PROBLEM DESCRIPTION - Output the entries underneath exactly as they are.
----- DATA EXTRACTS
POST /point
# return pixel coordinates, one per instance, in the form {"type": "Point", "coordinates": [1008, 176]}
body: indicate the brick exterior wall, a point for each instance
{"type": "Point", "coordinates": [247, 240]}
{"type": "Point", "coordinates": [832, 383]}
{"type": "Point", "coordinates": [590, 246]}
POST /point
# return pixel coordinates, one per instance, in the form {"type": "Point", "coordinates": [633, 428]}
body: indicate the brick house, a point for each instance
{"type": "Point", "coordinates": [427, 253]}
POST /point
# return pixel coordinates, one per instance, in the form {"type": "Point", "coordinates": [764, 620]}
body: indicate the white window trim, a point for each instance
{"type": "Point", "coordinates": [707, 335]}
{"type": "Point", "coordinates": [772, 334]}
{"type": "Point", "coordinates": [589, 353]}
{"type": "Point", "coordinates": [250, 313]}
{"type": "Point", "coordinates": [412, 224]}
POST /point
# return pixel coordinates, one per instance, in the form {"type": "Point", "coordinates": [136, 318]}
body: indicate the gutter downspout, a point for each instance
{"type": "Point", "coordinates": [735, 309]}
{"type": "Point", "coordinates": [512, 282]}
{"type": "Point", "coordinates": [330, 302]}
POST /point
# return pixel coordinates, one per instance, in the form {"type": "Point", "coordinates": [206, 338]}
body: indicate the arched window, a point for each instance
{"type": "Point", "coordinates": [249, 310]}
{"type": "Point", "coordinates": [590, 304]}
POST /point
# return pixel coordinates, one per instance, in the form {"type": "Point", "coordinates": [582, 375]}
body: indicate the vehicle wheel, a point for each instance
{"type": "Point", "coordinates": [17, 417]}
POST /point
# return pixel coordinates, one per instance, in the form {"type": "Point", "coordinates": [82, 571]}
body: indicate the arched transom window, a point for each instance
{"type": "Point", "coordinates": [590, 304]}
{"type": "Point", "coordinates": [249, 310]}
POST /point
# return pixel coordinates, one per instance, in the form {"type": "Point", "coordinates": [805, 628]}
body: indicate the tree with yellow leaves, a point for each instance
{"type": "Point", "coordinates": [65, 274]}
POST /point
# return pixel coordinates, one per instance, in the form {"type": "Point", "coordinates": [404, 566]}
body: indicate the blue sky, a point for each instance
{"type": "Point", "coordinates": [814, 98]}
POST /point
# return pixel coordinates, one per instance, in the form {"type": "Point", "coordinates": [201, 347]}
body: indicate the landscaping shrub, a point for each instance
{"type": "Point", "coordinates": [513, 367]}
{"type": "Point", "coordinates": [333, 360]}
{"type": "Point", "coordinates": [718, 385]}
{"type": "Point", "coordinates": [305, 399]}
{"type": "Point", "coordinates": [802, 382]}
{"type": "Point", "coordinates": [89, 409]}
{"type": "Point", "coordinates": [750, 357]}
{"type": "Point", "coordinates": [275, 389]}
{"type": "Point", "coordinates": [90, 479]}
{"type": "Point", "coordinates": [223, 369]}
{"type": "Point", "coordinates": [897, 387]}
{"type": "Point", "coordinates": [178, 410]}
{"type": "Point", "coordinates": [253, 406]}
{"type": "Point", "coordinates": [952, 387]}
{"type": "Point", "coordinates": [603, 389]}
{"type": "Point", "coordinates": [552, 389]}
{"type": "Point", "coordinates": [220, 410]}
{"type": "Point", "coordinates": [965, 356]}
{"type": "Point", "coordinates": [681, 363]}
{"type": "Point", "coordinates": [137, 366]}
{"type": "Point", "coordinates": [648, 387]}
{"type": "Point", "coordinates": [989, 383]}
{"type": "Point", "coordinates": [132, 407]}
----------
FINAL ANSWER -
POST /point
# return pixel coordinates, one per instance, in the form {"type": "Point", "coordinates": [1008, 176]}
body: indicate the brick exterior wall, a point for each instance
{"type": "Point", "coordinates": [247, 240]}
{"type": "Point", "coordinates": [832, 383]}
{"type": "Point", "coordinates": [590, 246]}
POST /point
# return pixel coordinates, one per instance, in the form {"type": "Point", "coordinates": [633, 428]}
body: indicate the brick house, a point for each instance
{"type": "Point", "coordinates": [427, 253]}
POST /point
# return pixel coordinates, one per instance, in the form {"type": "Point", "coordinates": [764, 620]}
body: indicate the white window trim, a point for each instance
{"type": "Point", "coordinates": [707, 335]}
{"type": "Point", "coordinates": [772, 334]}
{"type": "Point", "coordinates": [589, 353]}
{"type": "Point", "coordinates": [250, 313]}
{"type": "Point", "coordinates": [412, 224]}
POST /point
# return pixel coordinates, one per instance, in the form {"type": "Point", "coordinates": [136, 318]}
body: indicate the gutter downspout, a point for each instance
{"type": "Point", "coordinates": [735, 309]}
{"type": "Point", "coordinates": [512, 282]}
{"type": "Point", "coordinates": [330, 302]}
POST /point
# return pixel coordinates, one per instance, in the form {"type": "Point", "coordinates": [206, 338]}
body: indicate the arched window, a point for each instance
{"type": "Point", "coordinates": [249, 310]}
{"type": "Point", "coordinates": [590, 304]}
POST /point
# return pixel coordinates, one per instance, in the form {"type": "Point", "coordinates": [582, 375]}
body: indicate the vehicle wheel, a point for each instance
{"type": "Point", "coordinates": [17, 417]}
POST /point
# return pixel coordinates, one per instance, in the form {"type": "Point", "coordinates": [82, 571]}
body: indicate the arched transom window, a point for each instance
{"type": "Point", "coordinates": [590, 304]}
{"type": "Point", "coordinates": [249, 310]}
POST /point
# return pixel coordinates, one per instance, in the form {"type": "Point", "coordinates": [805, 628]}
body: indicate the tree with yellow leaves, a point for each instance
{"type": "Point", "coordinates": [65, 274]}
POST /point
# return pixel coordinates, one per instance, in the form {"type": "Point", "coordinates": [404, 566]}
body: indicate the blue sky, a point for each instance
{"type": "Point", "coordinates": [814, 98]}
POST /point
# return pixel coordinates, one per instance, in the form {"type": "Point", "coordinates": [201, 347]}
body: indicate the landscaping shrub, a point for each instance
{"type": "Point", "coordinates": [513, 367]}
{"type": "Point", "coordinates": [333, 360]}
{"type": "Point", "coordinates": [718, 385]}
{"type": "Point", "coordinates": [305, 399]}
{"type": "Point", "coordinates": [802, 382]}
{"type": "Point", "coordinates": [89, 409]}
{"type": "Point", "coordinates": [750, 357]}
{"type": "Point", "coordinates": [275, 389]}
{"type": "Point", "coordinates": [90, 479]}
{"type": "Point", "coordinates": [223, 369]}
{"type": "Point", "coordinates": [897, 387]}
{"type": "Point", "coordinates": [178, 410]}
{"type": "Point", "coordinates": [253, 406]}
{"type": "Point", "coordinates": [952, 387]}
{"type": "Point", "coordinates": [603, 389]}
{"type": "Point", "coordinates": [552, 389]}
{"type": "Point", "coordinates": [220, 410]}
{"type": "Point", "coordinates": [965, 356]}
{"type": "Point", "coordinates": [681, 363]}
{"type": "Point", "coordinates": [137, 366]}
{"type": "Point", "coordinates": [648, 387]}
{"type": "Point", "coordinates": [989, 383]}
{"type": "Point", "coordinates": [132, 407]}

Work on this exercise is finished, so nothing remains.